Entries taken from a collection:
========================================

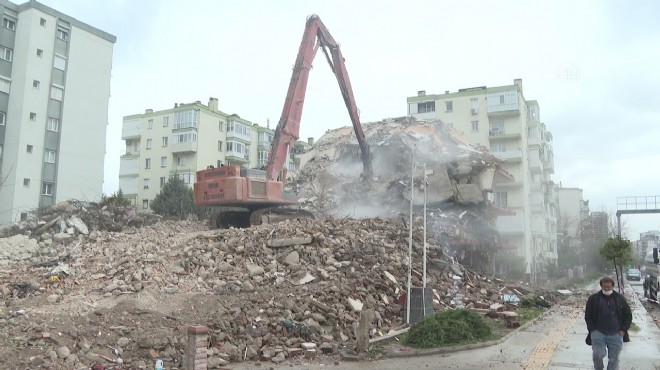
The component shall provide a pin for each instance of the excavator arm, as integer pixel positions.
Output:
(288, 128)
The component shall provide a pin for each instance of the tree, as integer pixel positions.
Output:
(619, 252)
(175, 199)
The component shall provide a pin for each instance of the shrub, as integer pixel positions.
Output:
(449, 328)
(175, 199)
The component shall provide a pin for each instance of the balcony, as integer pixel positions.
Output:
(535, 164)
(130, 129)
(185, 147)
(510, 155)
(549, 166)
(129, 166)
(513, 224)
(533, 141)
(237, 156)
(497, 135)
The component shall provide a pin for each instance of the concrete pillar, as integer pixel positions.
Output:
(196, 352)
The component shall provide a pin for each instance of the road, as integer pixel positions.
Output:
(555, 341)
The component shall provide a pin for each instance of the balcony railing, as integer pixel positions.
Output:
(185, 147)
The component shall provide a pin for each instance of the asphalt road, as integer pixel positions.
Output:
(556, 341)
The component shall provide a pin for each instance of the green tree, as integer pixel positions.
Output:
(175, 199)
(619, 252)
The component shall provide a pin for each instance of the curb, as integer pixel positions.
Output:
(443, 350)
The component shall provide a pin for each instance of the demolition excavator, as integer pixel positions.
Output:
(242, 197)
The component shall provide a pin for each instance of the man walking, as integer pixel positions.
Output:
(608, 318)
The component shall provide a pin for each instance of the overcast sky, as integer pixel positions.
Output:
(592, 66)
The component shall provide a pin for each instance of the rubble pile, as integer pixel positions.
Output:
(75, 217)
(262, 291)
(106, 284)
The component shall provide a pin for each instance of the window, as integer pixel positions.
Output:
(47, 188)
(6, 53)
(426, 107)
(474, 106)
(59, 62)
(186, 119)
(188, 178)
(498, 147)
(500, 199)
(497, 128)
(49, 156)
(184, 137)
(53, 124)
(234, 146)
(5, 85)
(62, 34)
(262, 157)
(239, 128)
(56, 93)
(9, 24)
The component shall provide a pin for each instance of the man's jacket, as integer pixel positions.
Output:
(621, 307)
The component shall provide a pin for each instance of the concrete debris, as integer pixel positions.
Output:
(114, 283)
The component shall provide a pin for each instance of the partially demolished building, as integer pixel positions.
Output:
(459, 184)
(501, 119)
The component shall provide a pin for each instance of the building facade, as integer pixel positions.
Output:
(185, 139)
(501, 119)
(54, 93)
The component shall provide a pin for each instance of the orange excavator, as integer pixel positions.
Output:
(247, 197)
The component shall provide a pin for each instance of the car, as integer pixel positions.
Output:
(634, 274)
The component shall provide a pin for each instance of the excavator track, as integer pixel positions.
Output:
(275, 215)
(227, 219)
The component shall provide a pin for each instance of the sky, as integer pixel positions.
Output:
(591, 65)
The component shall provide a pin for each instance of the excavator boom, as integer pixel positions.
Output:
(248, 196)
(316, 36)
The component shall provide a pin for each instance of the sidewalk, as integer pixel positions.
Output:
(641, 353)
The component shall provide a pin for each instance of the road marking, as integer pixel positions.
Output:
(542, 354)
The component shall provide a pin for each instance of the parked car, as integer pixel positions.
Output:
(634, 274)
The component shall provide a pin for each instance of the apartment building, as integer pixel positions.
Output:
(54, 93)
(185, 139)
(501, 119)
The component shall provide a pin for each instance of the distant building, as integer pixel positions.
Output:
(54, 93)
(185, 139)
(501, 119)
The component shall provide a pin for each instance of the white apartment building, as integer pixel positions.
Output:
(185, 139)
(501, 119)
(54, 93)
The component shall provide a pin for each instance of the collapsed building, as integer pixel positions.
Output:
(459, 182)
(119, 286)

========================================

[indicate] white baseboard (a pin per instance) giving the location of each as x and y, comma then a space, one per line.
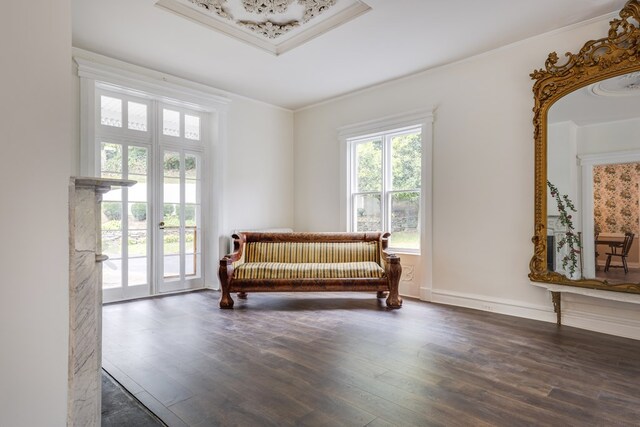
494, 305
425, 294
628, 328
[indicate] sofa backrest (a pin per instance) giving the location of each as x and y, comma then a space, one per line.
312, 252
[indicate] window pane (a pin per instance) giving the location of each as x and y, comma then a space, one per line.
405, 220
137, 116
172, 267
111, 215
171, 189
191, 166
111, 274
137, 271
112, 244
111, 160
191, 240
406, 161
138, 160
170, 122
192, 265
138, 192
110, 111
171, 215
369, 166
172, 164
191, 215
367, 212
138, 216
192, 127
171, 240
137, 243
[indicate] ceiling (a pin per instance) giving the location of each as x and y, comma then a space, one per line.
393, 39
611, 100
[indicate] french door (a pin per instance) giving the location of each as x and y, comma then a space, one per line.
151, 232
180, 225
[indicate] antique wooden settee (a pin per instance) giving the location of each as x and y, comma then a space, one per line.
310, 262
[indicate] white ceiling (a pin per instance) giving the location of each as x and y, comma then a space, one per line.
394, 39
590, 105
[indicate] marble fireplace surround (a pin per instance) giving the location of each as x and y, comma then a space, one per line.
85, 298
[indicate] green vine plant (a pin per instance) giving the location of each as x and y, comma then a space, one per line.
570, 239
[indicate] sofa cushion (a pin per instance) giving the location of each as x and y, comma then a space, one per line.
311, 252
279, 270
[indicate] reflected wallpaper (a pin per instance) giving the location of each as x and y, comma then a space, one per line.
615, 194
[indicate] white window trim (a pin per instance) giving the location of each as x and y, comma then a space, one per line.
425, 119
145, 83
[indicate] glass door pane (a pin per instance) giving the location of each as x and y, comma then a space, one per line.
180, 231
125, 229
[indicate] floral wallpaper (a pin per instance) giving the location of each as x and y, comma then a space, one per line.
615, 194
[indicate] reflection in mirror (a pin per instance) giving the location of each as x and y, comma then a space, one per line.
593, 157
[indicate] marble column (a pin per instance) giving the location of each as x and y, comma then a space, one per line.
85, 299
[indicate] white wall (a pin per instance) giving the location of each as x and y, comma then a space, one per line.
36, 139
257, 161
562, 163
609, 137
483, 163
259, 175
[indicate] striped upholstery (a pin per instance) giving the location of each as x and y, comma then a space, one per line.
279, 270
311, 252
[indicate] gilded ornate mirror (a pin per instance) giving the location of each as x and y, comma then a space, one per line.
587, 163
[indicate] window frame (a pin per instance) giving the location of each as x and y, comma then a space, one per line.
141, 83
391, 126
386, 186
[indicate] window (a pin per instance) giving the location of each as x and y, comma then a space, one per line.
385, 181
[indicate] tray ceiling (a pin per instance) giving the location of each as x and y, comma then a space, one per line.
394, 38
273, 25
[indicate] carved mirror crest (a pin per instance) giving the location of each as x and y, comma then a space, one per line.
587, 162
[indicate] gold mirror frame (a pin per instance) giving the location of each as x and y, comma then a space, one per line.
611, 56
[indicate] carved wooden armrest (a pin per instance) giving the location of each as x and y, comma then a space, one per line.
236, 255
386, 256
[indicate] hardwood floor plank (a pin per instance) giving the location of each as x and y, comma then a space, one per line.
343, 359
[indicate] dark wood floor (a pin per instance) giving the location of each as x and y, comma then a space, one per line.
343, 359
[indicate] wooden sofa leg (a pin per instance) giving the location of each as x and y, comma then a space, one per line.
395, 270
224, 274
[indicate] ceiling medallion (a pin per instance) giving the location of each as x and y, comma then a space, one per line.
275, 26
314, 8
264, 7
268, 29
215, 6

========================================

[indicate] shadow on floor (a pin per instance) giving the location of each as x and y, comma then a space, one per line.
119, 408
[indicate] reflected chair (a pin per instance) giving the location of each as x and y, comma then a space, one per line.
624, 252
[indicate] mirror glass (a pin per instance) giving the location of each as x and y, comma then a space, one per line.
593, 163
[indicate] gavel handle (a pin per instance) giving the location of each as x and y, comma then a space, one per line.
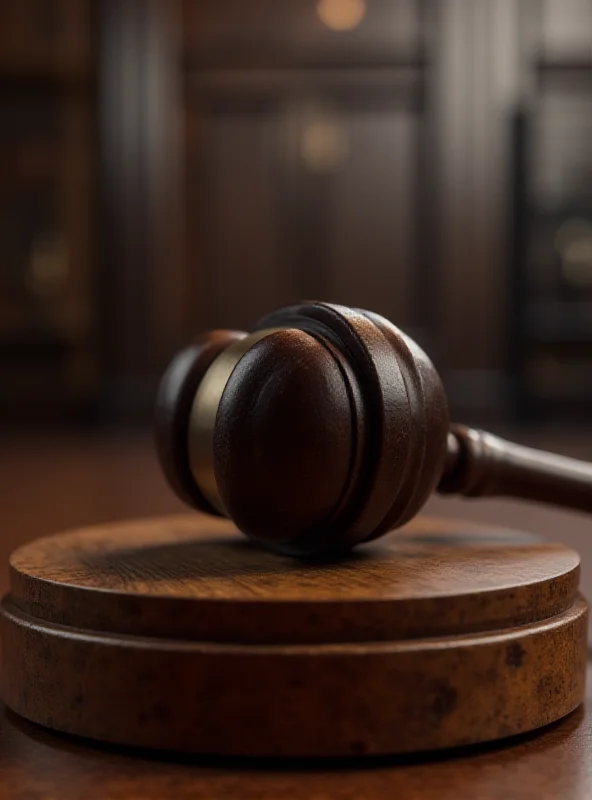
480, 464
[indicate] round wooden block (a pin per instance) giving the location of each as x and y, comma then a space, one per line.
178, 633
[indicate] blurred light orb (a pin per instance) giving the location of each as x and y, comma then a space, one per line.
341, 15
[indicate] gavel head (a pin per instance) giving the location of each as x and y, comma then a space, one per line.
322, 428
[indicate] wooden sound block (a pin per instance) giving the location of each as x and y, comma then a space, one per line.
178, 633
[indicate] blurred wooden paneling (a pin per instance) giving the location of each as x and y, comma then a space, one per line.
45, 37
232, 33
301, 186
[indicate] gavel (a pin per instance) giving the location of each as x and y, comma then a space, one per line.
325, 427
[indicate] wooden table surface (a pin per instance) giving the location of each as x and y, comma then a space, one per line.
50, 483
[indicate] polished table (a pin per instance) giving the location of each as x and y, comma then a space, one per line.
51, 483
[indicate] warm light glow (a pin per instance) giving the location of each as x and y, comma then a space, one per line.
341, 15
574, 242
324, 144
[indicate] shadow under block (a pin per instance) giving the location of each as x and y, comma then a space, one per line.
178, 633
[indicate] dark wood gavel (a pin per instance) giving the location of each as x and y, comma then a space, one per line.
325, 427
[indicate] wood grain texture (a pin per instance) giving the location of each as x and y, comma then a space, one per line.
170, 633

========================================

◆ Problem ◆
The expected answer is every line above in which the word "road" appears.

◆ Answer to this task ◆
The component shall provide a pin for each instance of the road, as integer pixel positions.
The component shall provide a pin for each instance of the asphalt road, as integer pixel positions.
The component shall provide a pin for each instance of the road marking, as integer pixel positions.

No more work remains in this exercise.